* [Aim] Arrange the material below as a numbered list, starting at the line that has "Where can you see the golden" and stopping after the line that has "[[367, 71]]". Include only those lines and leave out any blank ones.

* [Given records]
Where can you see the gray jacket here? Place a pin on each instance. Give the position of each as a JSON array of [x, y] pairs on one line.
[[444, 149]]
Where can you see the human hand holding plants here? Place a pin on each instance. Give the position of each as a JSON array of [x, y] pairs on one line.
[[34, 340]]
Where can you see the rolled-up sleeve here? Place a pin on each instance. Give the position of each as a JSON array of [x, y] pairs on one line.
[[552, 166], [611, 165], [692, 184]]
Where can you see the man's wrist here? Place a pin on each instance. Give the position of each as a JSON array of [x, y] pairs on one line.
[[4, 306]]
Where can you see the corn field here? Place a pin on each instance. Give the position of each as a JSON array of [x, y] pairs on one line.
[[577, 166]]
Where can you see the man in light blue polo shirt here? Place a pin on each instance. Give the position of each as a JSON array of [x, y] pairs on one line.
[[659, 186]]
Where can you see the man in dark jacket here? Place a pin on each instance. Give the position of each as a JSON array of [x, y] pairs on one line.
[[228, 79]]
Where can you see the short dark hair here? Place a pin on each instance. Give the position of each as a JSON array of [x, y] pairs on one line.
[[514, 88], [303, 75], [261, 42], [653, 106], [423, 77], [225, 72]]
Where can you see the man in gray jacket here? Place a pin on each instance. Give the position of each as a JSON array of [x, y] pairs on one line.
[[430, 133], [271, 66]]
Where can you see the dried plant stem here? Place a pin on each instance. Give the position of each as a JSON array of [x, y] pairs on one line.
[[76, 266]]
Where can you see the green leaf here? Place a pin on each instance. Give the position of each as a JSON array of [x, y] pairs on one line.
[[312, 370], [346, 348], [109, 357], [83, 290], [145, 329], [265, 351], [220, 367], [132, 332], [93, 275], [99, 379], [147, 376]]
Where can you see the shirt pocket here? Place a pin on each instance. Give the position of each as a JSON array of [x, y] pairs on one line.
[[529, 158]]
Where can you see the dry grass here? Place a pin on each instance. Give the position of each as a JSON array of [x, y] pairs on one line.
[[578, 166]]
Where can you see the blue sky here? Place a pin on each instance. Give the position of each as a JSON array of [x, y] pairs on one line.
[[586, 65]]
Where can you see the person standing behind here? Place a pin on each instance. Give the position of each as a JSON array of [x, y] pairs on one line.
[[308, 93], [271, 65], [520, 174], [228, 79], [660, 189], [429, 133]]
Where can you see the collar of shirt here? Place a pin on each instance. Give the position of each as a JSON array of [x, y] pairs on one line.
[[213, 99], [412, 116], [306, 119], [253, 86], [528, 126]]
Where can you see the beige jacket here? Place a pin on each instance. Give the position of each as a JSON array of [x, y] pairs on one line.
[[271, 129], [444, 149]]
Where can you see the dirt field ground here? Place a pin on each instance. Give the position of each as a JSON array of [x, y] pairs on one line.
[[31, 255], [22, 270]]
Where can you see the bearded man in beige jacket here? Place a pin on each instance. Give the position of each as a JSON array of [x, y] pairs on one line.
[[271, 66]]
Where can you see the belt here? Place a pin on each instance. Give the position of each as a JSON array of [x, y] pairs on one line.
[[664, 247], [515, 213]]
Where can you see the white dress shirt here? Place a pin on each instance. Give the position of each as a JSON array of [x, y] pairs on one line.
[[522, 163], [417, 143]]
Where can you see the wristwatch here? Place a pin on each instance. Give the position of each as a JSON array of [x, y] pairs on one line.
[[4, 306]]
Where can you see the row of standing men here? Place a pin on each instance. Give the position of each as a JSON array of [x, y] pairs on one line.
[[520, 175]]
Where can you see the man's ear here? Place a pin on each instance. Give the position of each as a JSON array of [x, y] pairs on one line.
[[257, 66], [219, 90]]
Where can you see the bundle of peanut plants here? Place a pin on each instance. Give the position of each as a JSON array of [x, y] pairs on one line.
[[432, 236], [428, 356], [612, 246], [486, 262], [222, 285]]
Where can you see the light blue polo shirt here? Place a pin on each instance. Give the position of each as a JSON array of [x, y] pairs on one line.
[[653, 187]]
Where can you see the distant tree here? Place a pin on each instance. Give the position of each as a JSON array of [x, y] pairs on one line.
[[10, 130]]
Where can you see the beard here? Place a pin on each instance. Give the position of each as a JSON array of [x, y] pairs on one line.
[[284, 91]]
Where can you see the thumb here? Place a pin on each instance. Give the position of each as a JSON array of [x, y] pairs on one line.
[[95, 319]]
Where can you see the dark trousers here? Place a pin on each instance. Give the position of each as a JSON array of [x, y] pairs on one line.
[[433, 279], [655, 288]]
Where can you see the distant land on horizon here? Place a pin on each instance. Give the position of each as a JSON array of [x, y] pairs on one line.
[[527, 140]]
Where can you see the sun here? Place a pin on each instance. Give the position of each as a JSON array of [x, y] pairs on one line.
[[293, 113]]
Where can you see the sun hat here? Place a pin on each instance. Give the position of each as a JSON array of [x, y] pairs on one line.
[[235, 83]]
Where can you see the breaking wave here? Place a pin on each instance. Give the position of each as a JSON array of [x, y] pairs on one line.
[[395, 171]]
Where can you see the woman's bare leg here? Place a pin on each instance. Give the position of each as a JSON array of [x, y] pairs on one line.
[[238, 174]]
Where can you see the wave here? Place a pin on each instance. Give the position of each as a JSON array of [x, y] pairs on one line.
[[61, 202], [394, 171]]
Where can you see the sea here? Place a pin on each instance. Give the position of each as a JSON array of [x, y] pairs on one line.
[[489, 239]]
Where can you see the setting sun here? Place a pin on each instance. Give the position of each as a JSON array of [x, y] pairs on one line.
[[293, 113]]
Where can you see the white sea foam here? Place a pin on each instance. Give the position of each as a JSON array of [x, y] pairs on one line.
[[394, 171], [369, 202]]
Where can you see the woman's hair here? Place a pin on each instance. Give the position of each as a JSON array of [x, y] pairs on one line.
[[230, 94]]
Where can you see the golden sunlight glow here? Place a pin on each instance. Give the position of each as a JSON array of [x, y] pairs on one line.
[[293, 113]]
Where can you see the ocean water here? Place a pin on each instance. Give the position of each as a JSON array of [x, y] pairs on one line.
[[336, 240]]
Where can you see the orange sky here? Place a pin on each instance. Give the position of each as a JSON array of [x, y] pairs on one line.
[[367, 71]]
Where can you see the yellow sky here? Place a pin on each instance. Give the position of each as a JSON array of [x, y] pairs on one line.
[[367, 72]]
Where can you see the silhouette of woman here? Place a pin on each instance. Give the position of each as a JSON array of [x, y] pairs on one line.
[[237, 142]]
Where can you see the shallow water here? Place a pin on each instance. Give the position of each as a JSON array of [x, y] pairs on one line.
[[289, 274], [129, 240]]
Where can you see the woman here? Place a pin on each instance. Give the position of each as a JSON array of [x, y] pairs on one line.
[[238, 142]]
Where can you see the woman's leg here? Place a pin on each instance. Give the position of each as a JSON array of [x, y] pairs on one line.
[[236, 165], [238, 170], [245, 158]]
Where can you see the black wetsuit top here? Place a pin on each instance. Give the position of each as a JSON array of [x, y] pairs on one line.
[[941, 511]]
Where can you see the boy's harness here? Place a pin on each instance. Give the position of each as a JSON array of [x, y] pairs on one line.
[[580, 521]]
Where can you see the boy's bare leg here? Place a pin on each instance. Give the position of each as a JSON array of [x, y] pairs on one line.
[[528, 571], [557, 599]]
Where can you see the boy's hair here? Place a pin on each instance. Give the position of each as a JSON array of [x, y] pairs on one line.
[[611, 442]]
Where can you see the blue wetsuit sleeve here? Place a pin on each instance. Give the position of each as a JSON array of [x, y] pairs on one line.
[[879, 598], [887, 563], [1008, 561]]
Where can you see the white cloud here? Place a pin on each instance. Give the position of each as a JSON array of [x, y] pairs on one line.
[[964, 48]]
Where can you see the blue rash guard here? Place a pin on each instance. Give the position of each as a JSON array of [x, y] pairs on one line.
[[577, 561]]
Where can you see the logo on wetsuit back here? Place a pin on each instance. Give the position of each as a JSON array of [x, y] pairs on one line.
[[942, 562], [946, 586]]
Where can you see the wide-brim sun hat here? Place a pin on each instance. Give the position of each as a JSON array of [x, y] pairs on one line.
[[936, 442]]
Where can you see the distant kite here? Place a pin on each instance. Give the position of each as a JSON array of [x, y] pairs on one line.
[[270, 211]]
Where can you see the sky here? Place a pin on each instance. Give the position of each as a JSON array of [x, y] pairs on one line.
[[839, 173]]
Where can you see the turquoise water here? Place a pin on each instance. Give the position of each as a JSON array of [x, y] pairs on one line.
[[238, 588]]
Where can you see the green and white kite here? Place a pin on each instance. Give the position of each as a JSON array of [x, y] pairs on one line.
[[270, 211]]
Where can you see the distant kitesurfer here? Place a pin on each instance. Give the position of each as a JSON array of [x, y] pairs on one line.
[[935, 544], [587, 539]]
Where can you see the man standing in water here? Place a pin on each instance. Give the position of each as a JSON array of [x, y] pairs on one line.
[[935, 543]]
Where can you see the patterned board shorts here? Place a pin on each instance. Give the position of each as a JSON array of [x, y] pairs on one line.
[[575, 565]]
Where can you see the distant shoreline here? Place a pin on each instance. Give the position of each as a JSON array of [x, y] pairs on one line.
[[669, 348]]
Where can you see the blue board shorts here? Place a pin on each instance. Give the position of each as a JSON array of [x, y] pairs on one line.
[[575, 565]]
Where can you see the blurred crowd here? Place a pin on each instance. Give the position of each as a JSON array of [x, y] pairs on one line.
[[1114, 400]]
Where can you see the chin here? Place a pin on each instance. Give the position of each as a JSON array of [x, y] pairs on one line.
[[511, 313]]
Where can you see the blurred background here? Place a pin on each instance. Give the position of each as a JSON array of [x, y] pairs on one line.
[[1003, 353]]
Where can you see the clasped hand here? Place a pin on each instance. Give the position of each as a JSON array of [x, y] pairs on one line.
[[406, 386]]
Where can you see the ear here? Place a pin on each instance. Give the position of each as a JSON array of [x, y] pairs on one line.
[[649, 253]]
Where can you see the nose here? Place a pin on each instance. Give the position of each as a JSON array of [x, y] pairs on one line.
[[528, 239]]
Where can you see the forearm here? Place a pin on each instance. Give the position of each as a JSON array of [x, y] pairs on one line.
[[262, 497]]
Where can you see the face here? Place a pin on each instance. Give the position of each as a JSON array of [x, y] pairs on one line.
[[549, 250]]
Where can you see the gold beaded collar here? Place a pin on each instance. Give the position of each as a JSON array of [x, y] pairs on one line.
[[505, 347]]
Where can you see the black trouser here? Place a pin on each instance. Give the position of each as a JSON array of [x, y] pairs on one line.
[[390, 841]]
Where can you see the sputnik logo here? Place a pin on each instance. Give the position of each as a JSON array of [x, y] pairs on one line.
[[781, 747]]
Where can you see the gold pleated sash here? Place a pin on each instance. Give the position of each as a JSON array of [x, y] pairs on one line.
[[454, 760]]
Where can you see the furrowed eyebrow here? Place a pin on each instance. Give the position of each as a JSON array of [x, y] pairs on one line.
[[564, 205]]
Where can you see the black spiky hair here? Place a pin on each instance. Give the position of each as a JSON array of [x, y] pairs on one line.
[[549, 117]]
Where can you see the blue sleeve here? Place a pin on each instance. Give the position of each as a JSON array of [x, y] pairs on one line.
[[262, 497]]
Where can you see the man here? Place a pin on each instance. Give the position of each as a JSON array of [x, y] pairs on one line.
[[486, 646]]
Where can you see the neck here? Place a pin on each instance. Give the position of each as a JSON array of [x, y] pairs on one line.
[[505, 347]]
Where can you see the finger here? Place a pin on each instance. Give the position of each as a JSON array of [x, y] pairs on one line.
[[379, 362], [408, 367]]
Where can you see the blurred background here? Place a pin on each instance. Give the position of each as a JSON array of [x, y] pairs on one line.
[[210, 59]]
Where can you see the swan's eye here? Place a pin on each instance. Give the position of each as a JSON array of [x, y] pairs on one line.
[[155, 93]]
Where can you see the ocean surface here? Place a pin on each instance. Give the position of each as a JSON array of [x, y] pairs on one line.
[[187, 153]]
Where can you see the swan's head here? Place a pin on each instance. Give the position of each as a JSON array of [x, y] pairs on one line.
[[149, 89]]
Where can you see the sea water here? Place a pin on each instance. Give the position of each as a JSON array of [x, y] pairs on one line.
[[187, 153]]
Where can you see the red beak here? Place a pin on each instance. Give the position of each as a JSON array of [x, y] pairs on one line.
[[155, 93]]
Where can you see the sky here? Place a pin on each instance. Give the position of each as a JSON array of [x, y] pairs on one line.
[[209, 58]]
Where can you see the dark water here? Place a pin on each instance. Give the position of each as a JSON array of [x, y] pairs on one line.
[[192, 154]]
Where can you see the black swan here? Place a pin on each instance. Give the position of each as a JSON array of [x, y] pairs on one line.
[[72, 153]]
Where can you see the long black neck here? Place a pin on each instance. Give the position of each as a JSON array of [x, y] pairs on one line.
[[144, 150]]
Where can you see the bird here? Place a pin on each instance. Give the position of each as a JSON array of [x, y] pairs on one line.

* [Full response]
1. Where can you see the golden sunlight glow here? Place a pin on each instance. Give the position of each as a JSON array of [x, y] pairs on one line.
2. [[293, 113]]
3. Where can you see the ocean water here? Place a pin on each instance. Give the position of each as a JSON array of [x, y] pairs on one line.
4. [[336, 240]]
5. Where can you see the orange sky here? Place a pin on each instance. Give the position of each as a JSON array of [x, y] pairs on one line.
6. [[367, 71]]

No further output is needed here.